# AUSZUG
┌──
Historisches Begegnung mit eigener Familienhistorie: Die Ausstellung „Die Dritte Welt im Zweiten Weltkrieg“ in Wuppertal

Wuppertal · Die Ausstellung beleuchtet im BOB-Campus ein bisher wenig bekanntes Kapitel der Befreiung vom NS-Regime.

Chadia Rhoura erklärt Stephan Stracke den Bezug der Ausstellung zu ihrer Familiengeschichte.

Foto: Anna Schwartz/ANNA SCHWARTZ

Mit einer Ausstellung, die gleichermaßen aufklärt und erschüttert, beleuchten die Veranstalter einen Aspekt der Befreiung Deutschlands am Ende des Zweiten Weltkriegs jetzt in der Nachbarschaftsetage des BOB-Campus. Viele Tausend marokkanische, senegalesische und brasilianische Soldaten kämpften in den Truppen der Alliierten und befreiten Europa vom Nationalsozialismus.

Auf die Leinwand sind Porträts in Großaufnahme projiziert, Kameraeinstellungen gewähren Einblick in Gefangenenlager, schwarze Soldaten kämpfen in französischen Truppen gegen Hitlers Armee. Musik untermalt die langsam wechselnden Bilder, die eine Facette des Kriegs zeigen, die nicht jedem bekannt ist. Die Ausstellung ist ein Gemeinschaftsprojekt des Vereins zur Erforschung der Sozialen Bewegung im Wuppertal sowie der Vereine Arbeit und Leben Berg-Mark, Japoo und Dunua.

„Ganz zufällig ist vor etwa 15 Jahren ein Kölner Rechercheteam durch den Spielfilm „Indigènes“ auf eine brisante Tatsache aufmerksam geworden“, erläutert Stadtarchivar Stephan Stracke. Tausende Menschen aus Ländern der Dritten Welt wurden, häufig gezwungen durch ihre Kolonialherren, zu den Armeen einberufen, die gegen Hitler im Zweiten Weltkrieg kämpften.
└──
# KURZE ÜBUNG 1
Gib an, wie viele Zeilen der Datensätze die Zeichenfolge „query“ enthalten, und nenne dabei nur die Zahl.
Die Datensätze haben mit dem Auszug nichts zu tun.

# DATENZEILEN
┌──
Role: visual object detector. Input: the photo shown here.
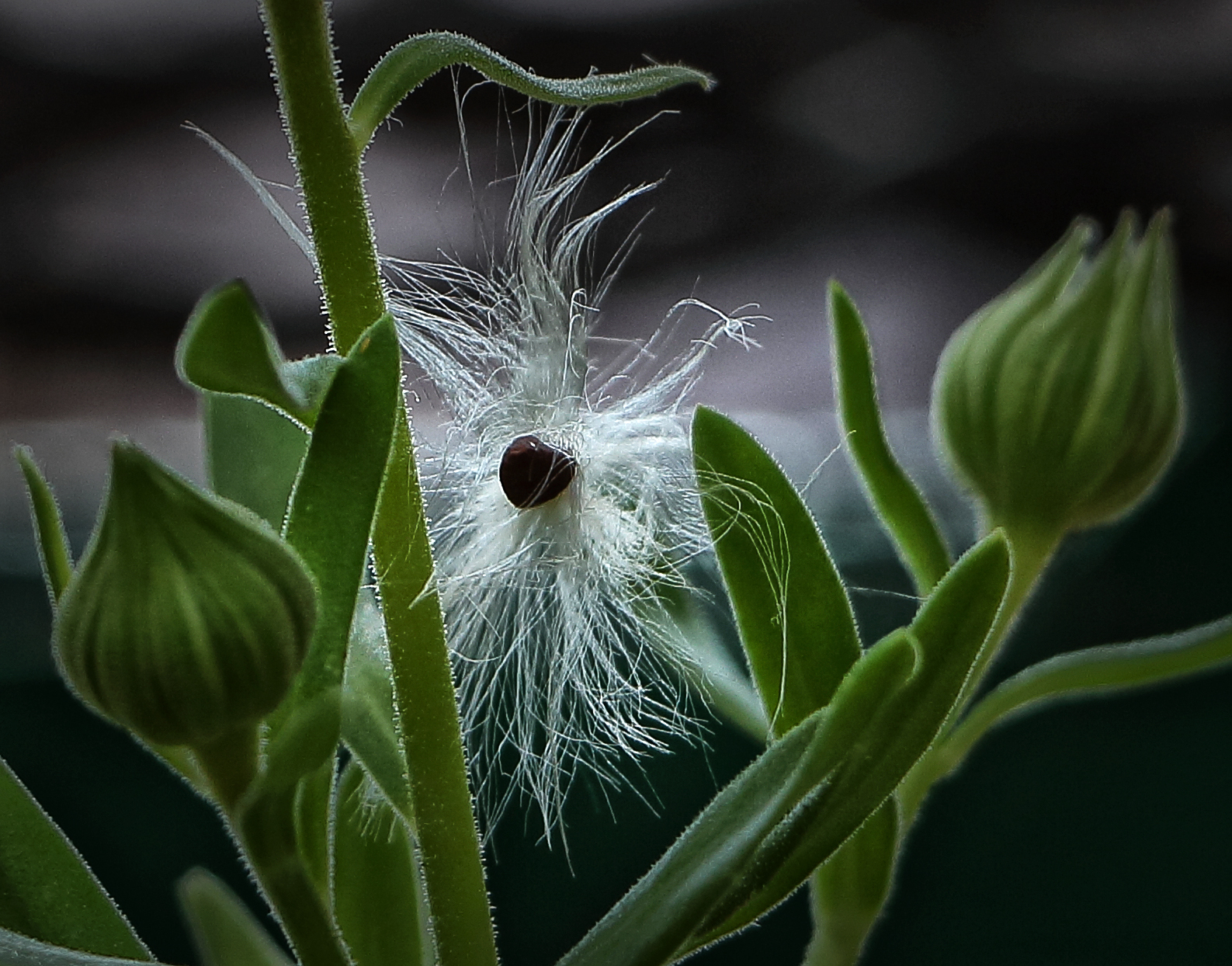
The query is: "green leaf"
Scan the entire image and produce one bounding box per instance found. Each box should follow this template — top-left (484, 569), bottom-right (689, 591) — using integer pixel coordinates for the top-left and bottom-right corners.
top-left (829, 281), bottom-right (950, 595)
top-left (342, 590), bottom-right (415, 828)
top-left (175, 869), bottom-right (292, 966)
top-left (0, 760), bottom-right (151, 962)
top-left (692, 407), bottom-right (860, 735)
top-left (689, 531), bottom-right (1009, 949)
top-left (911, 616), bottom-right (1232, 808)
top-left (175, 279), bottom-right (342, 428)
top-left (332, 760), bottom-right (432, 966)
top-left (275, 315), bottom-right (401, 766)
top-left (348, 33), bottom-right (714, 151)
top-left (12, 446), bottom-right (73, 607)
top-left (804, 797), bottom-right (898, 966)
top-left (559, 637), bottom-right (915, 966)
top-left (658, 586), bottom-right (770, 744)
top-left (0, 926), bottom-right (149, 966)
top-left (202, 392), bottom-right (308, 532)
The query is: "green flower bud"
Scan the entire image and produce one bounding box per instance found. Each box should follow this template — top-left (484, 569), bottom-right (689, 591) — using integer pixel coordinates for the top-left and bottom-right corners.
top-left (932, 210), bottom-right (1183, 540)
top-left (54, 440), bottom-right (315, 748)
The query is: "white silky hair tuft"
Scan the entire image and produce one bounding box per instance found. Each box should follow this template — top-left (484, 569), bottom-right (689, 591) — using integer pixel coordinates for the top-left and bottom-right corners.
top-left (384, 101), bottom-right (764, 842)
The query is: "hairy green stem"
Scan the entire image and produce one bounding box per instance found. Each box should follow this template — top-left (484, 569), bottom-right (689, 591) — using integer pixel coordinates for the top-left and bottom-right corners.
top-left (261, 0), bottom-right (386, 353)
top-left (372, 415), bottom-right (497, 966)
top-left (193, 726), bottom-right (350, 966)
top-left (231, 785), bottom-right (350, 966)
top-left (262, 0), bottom-right (497, 966)
top-left (193, 724), bottom-right (258, 815)
top-left (897, 526), bottom-right (1064, 830)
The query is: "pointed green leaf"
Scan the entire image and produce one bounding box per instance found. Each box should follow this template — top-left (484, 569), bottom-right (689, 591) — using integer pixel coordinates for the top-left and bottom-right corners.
top-left (804, 797), bottom-right (898, 966)
top-left (175, 279), bottom-right (342, 428)
top-left (692, 407), bottom-right (860, 735)
top-left (175, 869), bottom-right (292, 966)
top-left (829, 281), bottom-right (950, 596)
top-left (277, 315), bottom-right (401, 749)
top-left (175, 279), bottom-right (306, 413)
top-left (332, 760), bottom-right (431, 966)
top-left (348, 32), bottom-right (714, 151)
top-left (921, 616), bottom-right (1232, 798)
top-left (12, 446), bottom-right (73, 607)
top-left (689, 531), bottom-right (1009, 949)
top-left (0, 760), bottom-right (151, 962)
top-left (0, 926), bottom-right (149, 966)
top-left (342, 590), bottom-right (414, 828)
top-left (559, 636), bottom-right (915, 966)
top-left (202, 392), bottom-right (308, 532)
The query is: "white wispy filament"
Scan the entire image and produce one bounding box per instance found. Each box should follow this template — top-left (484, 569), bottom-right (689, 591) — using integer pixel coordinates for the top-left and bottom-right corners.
top-left (387, 112), bottom-right (759, 836)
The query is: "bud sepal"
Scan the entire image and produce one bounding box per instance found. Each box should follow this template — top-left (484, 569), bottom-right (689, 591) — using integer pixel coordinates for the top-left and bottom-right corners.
top-left (53, 440), bottom-right (315, 749)
top-left (932, 210), bottom-right (1184, 541)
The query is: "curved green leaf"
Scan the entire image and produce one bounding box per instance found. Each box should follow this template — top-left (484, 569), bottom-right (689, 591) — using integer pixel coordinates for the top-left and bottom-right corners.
top-left (175, 279), bottom-right (342, 428)
top-left (12, 446), bottom-right (73, 607)
top-left (0, 926), bottom-right (149, 966)
top-left (332, 760), bottom-right (431, 966)
top-left (0, 760), bottom-right (151, 962)
top-left (348, 32), bottom-right (714, 151)
top-left (692, 407), bottom-right (860, 735)
top-left (175, 867), bottom-right (292, 966)
top-left (803, 796), bottom-right (898, 966)
top-left (913, 616), bottom-right (1232, 798)
top-left (559, 634), bottom-right (915, 966)
top-left (829, 281), bottom-right (950, 595)
top-left (201, 392), bottom-right (308, 532)
top-left (276, 315), bottom-right (401, 744)
top-left (689, 531), bottom-right (1009, 949)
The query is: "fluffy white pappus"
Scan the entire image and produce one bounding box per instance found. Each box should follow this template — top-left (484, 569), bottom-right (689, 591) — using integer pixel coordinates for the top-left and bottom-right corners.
top-left (387, 111), bottom-right (762, 840)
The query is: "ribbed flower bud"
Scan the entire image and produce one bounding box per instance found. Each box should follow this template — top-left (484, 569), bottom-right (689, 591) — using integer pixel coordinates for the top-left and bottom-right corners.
top-left (54, 441), bottom-right (315, 747)
top-left (932, 210), bottom-right (1183, 538)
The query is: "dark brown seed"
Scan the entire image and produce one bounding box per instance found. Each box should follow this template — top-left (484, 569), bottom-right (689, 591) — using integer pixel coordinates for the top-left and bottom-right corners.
top-left (500, 434), bottom-right (578, 510)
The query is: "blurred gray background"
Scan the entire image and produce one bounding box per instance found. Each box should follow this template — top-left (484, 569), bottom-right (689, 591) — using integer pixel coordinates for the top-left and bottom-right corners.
top-left (0, 0), bottom-right (1232, 964)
└──
# KURZE ÜBUNG 2
Durch welchen Spielfilm wurde laut dem Auszug ein Kölner Rechercheteam auf die brisante Tatsache aufmerksam?

# ENDGÜLTIGE ANTWORT 1
12

# ENDGÜLTIGE ANTWORT 2
Es war der Spielfilm „Indigènes“.